§ **Request**
Gather every line of the listing below that contains the string "white", and copy each one out. Case counts.

(Source records)
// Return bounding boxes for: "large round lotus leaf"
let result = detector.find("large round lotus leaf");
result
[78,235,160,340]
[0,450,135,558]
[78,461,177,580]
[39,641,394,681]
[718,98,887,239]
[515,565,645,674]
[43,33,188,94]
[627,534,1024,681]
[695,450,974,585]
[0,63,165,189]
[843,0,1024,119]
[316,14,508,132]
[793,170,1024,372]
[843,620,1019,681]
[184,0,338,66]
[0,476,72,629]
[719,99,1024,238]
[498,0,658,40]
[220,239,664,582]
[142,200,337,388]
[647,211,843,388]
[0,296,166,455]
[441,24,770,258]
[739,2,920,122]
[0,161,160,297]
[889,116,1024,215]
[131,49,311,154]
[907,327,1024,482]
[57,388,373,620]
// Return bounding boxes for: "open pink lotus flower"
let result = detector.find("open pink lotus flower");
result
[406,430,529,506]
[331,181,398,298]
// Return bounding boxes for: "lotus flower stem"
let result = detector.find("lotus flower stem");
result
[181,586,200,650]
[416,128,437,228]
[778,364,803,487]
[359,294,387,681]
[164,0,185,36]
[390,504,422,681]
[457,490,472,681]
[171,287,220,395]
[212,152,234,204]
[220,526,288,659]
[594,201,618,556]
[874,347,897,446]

==

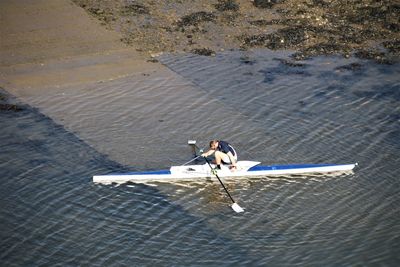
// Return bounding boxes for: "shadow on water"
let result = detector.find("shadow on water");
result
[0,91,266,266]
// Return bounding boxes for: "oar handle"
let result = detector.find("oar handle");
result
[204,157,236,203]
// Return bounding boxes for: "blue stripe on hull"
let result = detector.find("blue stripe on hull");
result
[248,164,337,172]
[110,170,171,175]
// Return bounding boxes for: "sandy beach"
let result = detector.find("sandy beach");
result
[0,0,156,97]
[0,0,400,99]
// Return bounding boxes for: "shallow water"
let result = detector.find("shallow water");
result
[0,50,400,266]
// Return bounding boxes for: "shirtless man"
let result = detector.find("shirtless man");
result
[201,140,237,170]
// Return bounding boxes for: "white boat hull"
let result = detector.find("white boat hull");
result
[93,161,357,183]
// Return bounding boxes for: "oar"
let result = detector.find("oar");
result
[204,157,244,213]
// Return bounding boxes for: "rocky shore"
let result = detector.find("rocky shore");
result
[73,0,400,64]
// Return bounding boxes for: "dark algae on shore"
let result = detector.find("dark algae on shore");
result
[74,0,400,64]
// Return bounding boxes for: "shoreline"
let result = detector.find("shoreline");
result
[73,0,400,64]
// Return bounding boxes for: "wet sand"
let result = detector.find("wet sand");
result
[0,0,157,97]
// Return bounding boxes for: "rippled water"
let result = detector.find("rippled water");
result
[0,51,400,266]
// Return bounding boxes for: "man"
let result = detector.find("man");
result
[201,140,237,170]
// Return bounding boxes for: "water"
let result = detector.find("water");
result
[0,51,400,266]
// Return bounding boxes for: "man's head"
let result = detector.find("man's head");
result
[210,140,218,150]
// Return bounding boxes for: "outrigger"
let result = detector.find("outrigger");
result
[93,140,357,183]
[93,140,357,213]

§ **Exercise solution**
// Return bounding boxes for: "white boat hull"
let result = detector.find("white boat hull");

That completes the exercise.